▶ _Short task 1_
In the passage on archiving the Internet, turn the paragraph beginning "Professional archivists argue" into a short bulleted list that keeps its main points.

=-=-=-=-=

Useful though it might be, the idea of archiving the
Internet is assailed by all sides. David Berreby argued last year in Slate that exhaustive
documentation of our world threatens to box us into a corner. The recent
"Documenting the Digital
Age" conference gathered experts from the computing, telecommunication, and
archiving worlds to explore these issues. Corporate executives complained that
because their archives are routinely subpoenaed by plaintiffs' attorneys, they
have every incentive to shred their data instead of preserving them. Lawyers
worried aloud about privacy and copyright concerns. Should you have the right
to exclude your public page from the archive? (Consensus opinion: Yes.) Should
we be saving usage logs, which detail every page a person sees? (Probably not.)
Doesn't this whole thing violate current copyright laws left and right? (Almost
certainly.) Should those laws be amended to allow such an archive?
(Probably.)
Professional archivists argue
that it's a waste of time to store the Internet without providing a proper
historical context. Others say that having too
much information
about the Web at our disposal will be as bad as not having enough. They add
that finding things promptly on the Web with a search engine is hard enough,
that using it as a historical research tool would be incredibly painful. They
advocate an orderly weeding, assembling, and categorizing of digital records.
Microsoft's chief technical officer (and Slate contributor), Nathan Myhrvold,
whose "Save the Web" memo last year helped start the archive movement, counters
that we don't know now what will be important later. Your cousin might grow up
to be president, at which point her teen-age Mohawk Web site will become
substantially more important than it is now. Myhrvold adds that it's better to
start saving today's Internet now, even if it is badly collected and organized,
rather than lose it forever.
And to
think that Brewster Kahle thought he was just solving a problem by starting the
Internet Archive, and not introducing lots of new ones.

=-=-=-=-=

▶ _Short task 2_
Pull out every line of the records below and reproduce each one character for character.

=-=-=-=-=

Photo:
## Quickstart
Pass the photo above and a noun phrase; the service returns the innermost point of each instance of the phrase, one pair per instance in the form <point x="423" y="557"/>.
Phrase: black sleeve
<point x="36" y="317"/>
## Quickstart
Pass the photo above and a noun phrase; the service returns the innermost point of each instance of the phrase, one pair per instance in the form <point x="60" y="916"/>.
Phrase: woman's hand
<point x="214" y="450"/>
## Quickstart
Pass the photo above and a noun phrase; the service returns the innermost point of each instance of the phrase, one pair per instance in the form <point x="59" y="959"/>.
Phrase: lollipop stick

=-=-=-=-=

▶ _Exercise answer 1_
- Professional archivists: storing the Internet without proper historical context is a waste of time.
- Others:
  - Having too much information about the Web will be as bad as having too little.
  - Finding things promptly with a search engine is hard enough already, so using the Web for historical research would be very painful.
  - They favor orderly weeding, assembling, and categorizing of digital records.
- Nathan Myhrvold (Microsoft's chief technical officer, a Slate contributor, and author of last year's "Save the Web" memo that helped start the archive movement):
  - We don't know now what will be important later. If your cousin grows up to be president, her teen-age Mohawk Web site becomes much more important.
  - It's better to start saving today's Internet now, even if it is badly collected and organized, than to lose it forever.

▶ _Exercise answer 2_
Photo:
## Quickstart
Pass the photo above and a noun phrase; the service returns the innermost point of each instance of the phrase, one pair per instance in the form <point x="423" y="557"/>.
Phrase: black sleeve
<point x="36" y="317"/>
## Quickstart
Pass the photo above and a noun phrase; the service returns the innermost point of each instance of the phrase, one pair per instance in the form <point x="60" y="916"/>.
Phrase: woman's hand
<point x="214" y="450"/>
## Quickstart
Pass the photo above and a noun phrase; the service returns the innermost point of each instance of the phrase, one pair per instance in the form <point x="59" y="959"/>.
Phrase: lollipop stick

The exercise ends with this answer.